Stated task 1:
Filter the rows below and copy out every line that contains the string "exhaust". Matching is case-sensitive.

Source text:
····················

Reputation: 3427
I have data set of colored images in the form of ndarray (100, 20, 20, 3) and 100 corresponding labels. When passing them as input to a fully connected neural network (not CNN), what should I do with the 3 values of RGB? Average them perhaps lose some information, but if not manipulating them, my main issue is batch size, as demo-ed below in pytorch.
for epoch in range(n_epochs):
for i, (images, labels) in enumerate(train_loader):
# because of rgb values, now images is 3 times the length of labels
images = Variable(images.view(-1, 400))
labels = Variable(labels)
optimizer.zero_grad()
outputs = net(images)
loss = criterion(outputs, labels)
loss.backward()
optimizer.step()
This returns 'ValueError: Expected input batch_size (300) to match target batch_size (100).' Should I have reshaped images into (1, 1200) dimension tensors? Thanks in advance for answers.
Upvotes: 2
Views: 1259
Reputation: 4475
Since size of labels is (100,)
, so your batch data should be with shape of (100, H, W, C)
. I'm assuming your data loader is returning a tensor with shape of (100,20,20,3)
. The error happens because you reshape the tensor to (300,400)
.
Check your network architecture whether the input tensor shape is (20,20,3)
.
If your network can only accept single channel images, you can first convert your RGB to grayscale images.
Or, modify your network architecture to make it accept 3 channels images. One convenient way is adding an extra layer reducing 3 channels to 1 channel, and you do not need to change the other parts of the network.
Upvotes: 4

····················

Records for the exercise:
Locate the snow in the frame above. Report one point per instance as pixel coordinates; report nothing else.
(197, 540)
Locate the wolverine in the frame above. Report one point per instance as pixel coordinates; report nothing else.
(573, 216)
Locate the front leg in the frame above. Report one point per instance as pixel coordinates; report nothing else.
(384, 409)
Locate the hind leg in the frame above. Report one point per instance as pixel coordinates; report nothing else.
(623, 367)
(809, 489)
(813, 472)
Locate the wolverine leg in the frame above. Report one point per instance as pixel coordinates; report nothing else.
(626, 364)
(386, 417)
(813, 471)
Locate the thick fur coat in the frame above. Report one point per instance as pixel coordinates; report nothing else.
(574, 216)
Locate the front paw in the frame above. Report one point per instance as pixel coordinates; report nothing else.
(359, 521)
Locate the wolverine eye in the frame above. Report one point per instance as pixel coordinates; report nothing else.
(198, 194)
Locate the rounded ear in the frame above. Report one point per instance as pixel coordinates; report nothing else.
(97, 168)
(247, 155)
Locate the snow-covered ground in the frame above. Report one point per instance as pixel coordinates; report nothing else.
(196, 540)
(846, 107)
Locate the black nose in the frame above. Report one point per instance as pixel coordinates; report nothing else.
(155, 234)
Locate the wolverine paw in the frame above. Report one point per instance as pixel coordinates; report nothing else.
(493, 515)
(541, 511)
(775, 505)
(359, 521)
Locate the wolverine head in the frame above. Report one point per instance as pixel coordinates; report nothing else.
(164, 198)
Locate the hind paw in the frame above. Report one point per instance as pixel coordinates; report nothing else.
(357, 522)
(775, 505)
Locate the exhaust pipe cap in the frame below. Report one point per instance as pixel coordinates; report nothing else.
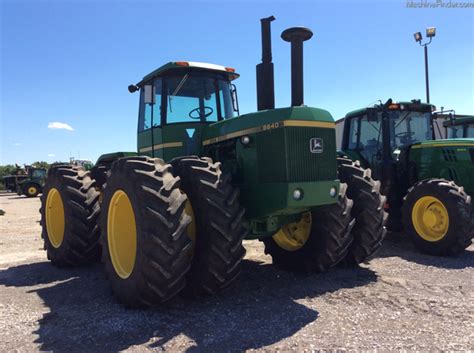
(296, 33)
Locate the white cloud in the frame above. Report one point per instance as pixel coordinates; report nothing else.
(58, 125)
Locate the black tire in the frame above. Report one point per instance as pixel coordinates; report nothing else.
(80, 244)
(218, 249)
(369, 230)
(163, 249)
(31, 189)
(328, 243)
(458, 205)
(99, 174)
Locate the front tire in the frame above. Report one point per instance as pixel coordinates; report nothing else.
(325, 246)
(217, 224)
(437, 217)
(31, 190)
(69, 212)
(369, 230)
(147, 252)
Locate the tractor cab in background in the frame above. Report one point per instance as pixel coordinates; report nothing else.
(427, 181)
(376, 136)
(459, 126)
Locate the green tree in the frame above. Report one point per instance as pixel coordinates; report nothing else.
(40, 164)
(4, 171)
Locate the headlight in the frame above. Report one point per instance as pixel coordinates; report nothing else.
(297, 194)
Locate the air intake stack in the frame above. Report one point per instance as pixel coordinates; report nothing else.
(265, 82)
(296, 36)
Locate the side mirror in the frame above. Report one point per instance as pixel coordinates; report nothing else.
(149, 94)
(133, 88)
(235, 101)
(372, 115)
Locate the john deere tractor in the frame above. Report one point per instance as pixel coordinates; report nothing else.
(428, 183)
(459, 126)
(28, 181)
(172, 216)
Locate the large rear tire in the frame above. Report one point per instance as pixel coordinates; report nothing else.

····················

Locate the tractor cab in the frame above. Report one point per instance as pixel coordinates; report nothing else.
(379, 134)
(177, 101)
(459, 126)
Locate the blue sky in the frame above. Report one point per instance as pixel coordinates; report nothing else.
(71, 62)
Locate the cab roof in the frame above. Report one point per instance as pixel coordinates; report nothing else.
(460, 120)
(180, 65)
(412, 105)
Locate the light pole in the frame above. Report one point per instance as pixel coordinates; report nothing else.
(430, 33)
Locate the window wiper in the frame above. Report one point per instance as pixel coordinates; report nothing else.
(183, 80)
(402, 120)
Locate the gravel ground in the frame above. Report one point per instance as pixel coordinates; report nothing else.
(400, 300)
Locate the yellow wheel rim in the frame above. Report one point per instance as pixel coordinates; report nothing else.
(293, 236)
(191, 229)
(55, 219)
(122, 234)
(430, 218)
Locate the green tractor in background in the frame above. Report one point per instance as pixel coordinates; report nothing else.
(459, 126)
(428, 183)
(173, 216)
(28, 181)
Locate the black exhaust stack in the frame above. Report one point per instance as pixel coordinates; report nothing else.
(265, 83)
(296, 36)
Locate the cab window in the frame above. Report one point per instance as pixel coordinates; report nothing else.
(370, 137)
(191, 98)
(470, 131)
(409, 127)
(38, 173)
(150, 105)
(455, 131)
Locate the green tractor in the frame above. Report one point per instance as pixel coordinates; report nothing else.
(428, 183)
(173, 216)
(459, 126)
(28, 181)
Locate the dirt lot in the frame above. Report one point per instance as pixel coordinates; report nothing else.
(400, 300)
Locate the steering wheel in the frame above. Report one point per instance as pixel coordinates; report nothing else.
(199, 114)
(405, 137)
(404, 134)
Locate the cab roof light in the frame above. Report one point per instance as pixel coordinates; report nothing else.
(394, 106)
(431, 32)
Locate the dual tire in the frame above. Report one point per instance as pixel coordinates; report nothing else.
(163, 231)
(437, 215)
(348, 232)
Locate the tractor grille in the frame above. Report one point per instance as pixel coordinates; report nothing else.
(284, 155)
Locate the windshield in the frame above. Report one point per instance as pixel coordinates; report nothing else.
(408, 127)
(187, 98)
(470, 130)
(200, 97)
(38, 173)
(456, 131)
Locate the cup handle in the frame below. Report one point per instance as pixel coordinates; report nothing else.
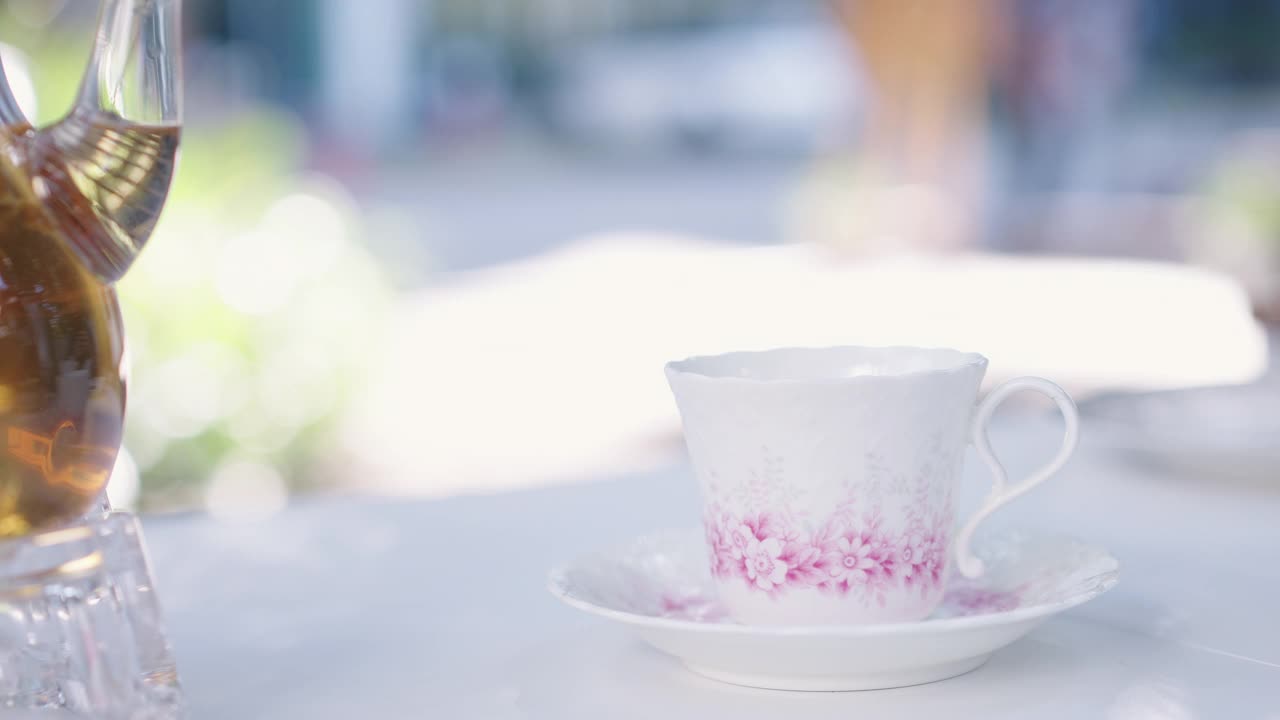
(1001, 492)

····················

Stated task 2:
In the forum thread on feeding RGB images to a fully connected network, what tensor shape does the answer say the reshape produces to cause the error?

Written solution 1:
Locate the exhaust pipe cap in the frame below. Report one point per instance as pixel coordinates; report nothing else.
Locate the black exhaust stack in the frame above. Report one point per instance as pixel coordinates; report nothing else.

Written solution 2:
(300,400)